--- Start of WORKING DATA ---

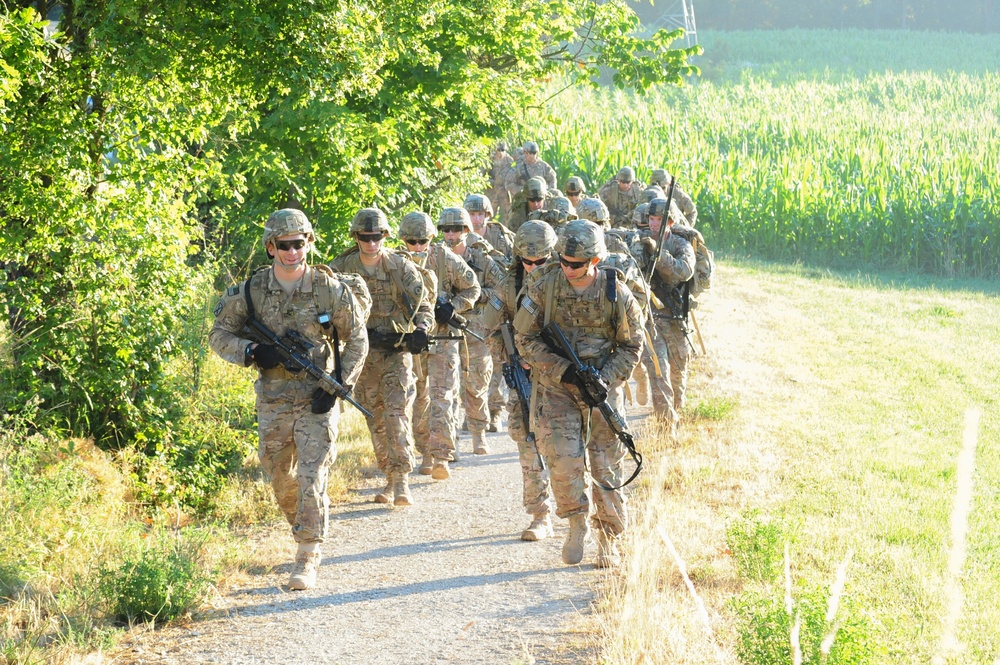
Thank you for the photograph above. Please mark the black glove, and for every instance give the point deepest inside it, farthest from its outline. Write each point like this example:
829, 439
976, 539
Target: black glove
266, 356
417, 341
443, 311
322, 401
593, 391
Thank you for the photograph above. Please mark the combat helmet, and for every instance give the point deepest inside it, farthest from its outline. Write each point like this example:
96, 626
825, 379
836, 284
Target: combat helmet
416, 225
639, 215
582, 239
652, 192
478, 203
455, 217
287, 222
575, 185
534, 238
593, 210
535, 189
370, 220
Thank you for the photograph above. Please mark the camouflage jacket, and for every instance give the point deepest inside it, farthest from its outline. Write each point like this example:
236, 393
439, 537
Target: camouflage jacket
317, 293
607, 335
397, 290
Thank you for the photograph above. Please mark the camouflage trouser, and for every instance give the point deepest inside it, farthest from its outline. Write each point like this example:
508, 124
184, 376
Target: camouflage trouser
535, 478
561, 428
659, 387
387, 388
435, 427
679, 353
296, 450
498, 387
477, 371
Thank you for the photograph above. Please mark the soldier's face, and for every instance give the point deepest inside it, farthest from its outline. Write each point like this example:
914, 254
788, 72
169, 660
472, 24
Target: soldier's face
655, 222
290, 250
478, 219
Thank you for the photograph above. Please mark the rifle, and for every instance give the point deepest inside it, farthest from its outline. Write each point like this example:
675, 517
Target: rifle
553, 336
517, 379
294, 350
457, 321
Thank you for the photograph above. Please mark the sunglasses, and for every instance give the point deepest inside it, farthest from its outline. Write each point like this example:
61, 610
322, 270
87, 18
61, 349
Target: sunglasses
287, 245
539, 262
575, 265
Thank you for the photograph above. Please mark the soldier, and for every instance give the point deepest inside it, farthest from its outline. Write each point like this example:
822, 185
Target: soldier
597, 313
530, 166
621, 195
681, 198
497, 193
675, 262
296, 423
533, 246
481, 215
435, 427
575, 190
387, 387
528, 201
477, 363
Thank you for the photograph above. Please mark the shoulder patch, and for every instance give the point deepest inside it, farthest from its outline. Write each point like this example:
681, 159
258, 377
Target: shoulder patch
495, 302
528, 304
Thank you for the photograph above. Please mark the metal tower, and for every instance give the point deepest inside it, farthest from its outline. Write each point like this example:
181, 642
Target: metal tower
679, 15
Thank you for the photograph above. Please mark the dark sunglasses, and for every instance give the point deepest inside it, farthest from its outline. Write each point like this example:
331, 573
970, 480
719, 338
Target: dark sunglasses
539, 262
286, 245
575, 265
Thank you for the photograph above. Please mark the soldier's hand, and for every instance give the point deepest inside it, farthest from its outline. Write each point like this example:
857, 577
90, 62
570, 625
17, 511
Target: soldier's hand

--- End of WORKING DATA ---

Above are the records; copy exactly the lines from the one with "Thank you for the photograph above. Please mark the rifle, and" through the final line.

Thank you for the photograph above. Please mark the rifle, and for every instance give the point deepest inside it, farthest from its outline. Write each point like this example:
675, 517
Target: rifle
553, 336
517, 379
294, 350
457, 321
Thank you for the photograph above. Please mark the sunglasses, and for every instance give the point deepest inside it, farthest from its outline. Write each point like this example:
61, 610
322, 270
87, 18
61, 349
Target: sunglasses
287, 245
539, 262
575, 265
Thank you for the photograph above. Please mark the soldier, and for every instance give the point deepest inside it, farthest from its outline. Write each point like this example:
822, 185
Target: soldier
597, 313
530, 166
621, 195
681, 198
497, 193
675, 262
296, 423
533, 246
481, 215
435, 427
575, 190
387, 387
528, 201
477, 363
Thank you for the photograph above. Please mark the shoulder patch, and for every instance give the point deepest inside it, farthest from its outline. Write each point like this example:
681, 159
258, 377
Target: shoulder patch
495, 302
528, 304
Thank you for the photograph above. Please mark the metal tower, and for every instance give the point deepest inside it, farthest from its outline. Write each point like this example:
181, 642
Target: metal tower
679, 15
Thank you for the photograph above. Please mark the dark sunglasses, and for every instance give the point deepest inside it, farthest from its outline. Write each point like this example:
331, 573
970, 480
719, 338
Target: dark sunglasses
539, 262
286, 245
575, 265
Thank you for the photograph above. Please mark the soldier's hand, and for every instance give the point deepest inside it, farthest from its outline. Write each point like this example:
857, 577
90, 62
570, 625
17, 511
Target: soldier's hand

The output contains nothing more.